Stored items
Start
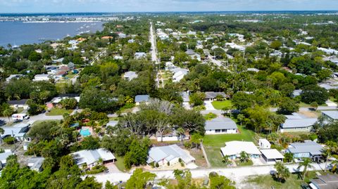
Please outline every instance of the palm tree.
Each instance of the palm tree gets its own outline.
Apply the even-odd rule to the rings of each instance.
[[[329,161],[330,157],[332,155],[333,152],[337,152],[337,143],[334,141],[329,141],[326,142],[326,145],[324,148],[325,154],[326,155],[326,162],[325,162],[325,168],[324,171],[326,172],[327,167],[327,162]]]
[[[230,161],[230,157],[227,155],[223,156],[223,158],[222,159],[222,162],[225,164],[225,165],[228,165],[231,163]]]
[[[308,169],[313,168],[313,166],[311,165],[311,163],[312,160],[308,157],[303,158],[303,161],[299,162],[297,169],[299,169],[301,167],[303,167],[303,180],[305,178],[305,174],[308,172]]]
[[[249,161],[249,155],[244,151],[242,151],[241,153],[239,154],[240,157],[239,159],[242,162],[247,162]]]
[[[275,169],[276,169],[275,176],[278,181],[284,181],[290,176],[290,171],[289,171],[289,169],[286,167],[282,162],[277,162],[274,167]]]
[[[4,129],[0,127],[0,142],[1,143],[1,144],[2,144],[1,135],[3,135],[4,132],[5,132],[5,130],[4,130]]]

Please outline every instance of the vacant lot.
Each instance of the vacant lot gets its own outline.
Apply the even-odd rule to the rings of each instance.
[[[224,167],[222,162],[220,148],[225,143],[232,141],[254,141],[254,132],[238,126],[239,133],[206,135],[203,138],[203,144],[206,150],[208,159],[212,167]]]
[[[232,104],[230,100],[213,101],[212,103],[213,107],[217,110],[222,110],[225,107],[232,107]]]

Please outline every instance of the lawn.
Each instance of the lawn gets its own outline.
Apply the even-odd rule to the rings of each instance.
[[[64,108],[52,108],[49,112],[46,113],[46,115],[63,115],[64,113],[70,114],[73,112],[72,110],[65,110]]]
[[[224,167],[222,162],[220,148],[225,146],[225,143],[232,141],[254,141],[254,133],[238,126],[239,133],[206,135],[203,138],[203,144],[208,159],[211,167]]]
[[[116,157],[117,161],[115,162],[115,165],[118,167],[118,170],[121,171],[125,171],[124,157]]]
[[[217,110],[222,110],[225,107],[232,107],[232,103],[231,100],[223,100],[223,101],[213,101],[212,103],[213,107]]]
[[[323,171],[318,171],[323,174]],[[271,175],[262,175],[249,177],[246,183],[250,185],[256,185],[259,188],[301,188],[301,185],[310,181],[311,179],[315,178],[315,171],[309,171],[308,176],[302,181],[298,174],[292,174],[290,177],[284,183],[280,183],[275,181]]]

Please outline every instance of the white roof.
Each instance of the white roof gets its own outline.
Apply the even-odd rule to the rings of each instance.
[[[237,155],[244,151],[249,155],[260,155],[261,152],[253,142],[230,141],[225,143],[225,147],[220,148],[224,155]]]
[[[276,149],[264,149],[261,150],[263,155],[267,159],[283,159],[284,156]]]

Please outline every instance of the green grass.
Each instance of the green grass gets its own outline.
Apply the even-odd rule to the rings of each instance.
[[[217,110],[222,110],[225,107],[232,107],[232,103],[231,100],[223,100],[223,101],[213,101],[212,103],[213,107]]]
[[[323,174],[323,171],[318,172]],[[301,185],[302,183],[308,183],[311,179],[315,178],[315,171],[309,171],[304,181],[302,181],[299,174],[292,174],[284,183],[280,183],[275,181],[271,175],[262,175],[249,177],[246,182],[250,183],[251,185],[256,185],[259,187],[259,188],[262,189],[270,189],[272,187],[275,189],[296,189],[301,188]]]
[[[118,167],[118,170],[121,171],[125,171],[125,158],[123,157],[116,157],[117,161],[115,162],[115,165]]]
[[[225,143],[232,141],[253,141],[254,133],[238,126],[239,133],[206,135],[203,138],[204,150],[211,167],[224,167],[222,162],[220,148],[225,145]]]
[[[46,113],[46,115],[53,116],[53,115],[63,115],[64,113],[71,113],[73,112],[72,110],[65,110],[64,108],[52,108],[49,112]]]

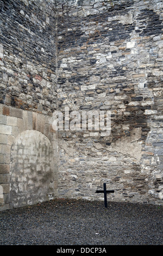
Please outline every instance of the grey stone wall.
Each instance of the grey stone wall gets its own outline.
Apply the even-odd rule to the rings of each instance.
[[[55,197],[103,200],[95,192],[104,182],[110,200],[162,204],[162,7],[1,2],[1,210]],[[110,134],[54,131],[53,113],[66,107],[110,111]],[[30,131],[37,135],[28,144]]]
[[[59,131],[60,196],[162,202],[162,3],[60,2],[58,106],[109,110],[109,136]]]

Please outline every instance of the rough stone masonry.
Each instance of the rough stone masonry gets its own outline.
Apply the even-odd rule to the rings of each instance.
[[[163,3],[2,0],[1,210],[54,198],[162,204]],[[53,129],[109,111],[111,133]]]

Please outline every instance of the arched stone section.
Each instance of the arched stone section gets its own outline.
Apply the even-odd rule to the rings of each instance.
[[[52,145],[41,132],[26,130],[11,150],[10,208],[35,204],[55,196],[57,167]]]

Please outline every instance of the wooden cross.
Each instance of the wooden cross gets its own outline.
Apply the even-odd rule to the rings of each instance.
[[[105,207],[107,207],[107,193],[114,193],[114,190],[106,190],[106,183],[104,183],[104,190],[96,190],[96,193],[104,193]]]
End
Start
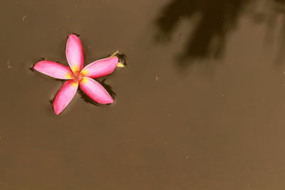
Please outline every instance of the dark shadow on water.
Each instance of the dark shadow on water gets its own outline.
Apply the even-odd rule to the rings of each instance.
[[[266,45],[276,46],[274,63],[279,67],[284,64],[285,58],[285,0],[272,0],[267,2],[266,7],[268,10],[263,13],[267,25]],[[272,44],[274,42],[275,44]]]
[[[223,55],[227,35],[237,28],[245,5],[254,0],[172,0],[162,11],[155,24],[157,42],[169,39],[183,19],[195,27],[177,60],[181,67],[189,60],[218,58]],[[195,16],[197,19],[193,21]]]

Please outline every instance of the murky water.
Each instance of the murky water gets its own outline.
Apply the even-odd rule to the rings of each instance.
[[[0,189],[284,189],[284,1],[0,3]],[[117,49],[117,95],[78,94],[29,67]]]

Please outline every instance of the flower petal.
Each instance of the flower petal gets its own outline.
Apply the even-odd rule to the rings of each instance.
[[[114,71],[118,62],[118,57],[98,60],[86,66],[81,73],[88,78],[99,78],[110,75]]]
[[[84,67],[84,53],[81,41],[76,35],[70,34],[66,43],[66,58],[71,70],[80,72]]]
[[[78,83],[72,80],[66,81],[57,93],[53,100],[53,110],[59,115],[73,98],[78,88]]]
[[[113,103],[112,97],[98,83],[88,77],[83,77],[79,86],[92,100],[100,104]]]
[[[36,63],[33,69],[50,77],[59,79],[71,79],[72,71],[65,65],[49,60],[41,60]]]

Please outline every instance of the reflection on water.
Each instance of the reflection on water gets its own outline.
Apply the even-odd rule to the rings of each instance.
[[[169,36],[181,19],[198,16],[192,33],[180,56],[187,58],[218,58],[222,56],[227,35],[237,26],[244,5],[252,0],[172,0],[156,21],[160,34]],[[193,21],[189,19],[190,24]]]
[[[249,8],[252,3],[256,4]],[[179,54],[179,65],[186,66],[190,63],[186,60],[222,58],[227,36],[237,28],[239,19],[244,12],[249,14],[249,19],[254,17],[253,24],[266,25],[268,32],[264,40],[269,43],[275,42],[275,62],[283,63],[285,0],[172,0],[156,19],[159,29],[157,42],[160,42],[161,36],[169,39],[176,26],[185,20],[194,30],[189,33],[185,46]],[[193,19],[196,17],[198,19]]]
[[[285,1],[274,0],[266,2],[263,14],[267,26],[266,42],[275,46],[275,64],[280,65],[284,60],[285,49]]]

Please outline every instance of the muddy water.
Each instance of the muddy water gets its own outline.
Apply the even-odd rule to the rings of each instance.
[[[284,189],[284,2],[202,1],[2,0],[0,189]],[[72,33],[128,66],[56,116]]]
End
Start
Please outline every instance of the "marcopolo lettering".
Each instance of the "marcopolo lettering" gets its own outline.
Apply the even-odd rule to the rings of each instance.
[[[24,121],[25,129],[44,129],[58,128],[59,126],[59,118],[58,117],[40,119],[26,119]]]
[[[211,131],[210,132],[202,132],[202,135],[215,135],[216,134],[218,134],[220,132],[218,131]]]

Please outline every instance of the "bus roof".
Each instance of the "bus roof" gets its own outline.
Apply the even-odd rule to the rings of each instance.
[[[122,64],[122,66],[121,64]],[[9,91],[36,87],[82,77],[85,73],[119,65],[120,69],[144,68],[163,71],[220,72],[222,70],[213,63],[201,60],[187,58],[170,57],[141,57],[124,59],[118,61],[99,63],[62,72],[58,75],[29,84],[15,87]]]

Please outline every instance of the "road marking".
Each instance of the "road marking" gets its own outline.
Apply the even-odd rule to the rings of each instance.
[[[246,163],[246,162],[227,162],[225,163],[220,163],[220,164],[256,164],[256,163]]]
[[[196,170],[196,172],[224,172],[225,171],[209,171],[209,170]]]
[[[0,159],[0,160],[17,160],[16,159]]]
End
List every row above that contains the word "masonry", treating uppercase and lowercase letters as different.

- [Solution for this problem]:
Please outline every instance of the rough stone masonry.
Each instance of the rough stone masonry gets its own outline.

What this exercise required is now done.